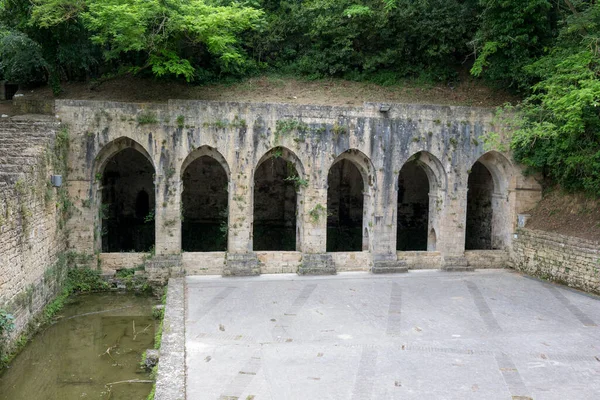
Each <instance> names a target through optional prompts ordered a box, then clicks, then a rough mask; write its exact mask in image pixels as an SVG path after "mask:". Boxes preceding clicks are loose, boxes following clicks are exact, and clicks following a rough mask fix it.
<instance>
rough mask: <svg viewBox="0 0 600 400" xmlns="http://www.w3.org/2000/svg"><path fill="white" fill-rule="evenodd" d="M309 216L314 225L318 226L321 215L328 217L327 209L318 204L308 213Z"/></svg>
mask: <svg viewBox="0 0 600 400" xmlns="http://www.w3.org/2000/svg"><path fill="white" fill-rule="evenodd" d="M308 215H309V216H310V220H311V221H312V223H313V224H316V223H317V222H319V219H321V215H325V216H326V215H327V208H325V207H323V206H322V205H321V204H317V205H316V206H314V207H313V209H312V210H310V211H309V212H308Z"/></svg>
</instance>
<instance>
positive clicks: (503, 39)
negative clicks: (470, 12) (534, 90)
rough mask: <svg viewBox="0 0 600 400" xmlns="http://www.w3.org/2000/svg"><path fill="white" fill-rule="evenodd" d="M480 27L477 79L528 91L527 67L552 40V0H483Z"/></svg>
mask: <svg viewBox="0 0 600 400" xmlns="http://www.w3.org/2000/svg"><path fill="white" fill-rule="evenodd" d="M479 3H480V6H481V7H482V11H481V14H480V15H479V18H480V25H479V29H478V31H477V34H476V36H475V39H474V40H473V46H474V49H475V54H476V55H477V59H476V60H475V63H474V65H473V68H472V69H471V73H472V74H473V75H475V76H483V77H486V78H488V79H490V80H492V81H496V82H499V83H507V84H509V85H513V86H516V87H517V88H526V87H527V84H528V82H529V79H528V77H527V76H526V75H525V74H523V71H522V70H523V67H524V66H525V65H527V64H529V63H530V62H531V61H532V60H533V59H535V57H537V56H539V55H541V54H542V52H543V49H544V46H545V45H546V44H547V43H548V40H549V39H550V37H551V26H550V11H551V9H552V5H551V2H550V1H549V0H528V1H522V0H504V1H497V0H479Z"/></svg>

* _WHAT YOU ARE ASKED TO DO_:
Count the lines in the listing above that contain the string "rough", and reply with the number alone.

* _RESPONSE BELOW_:
3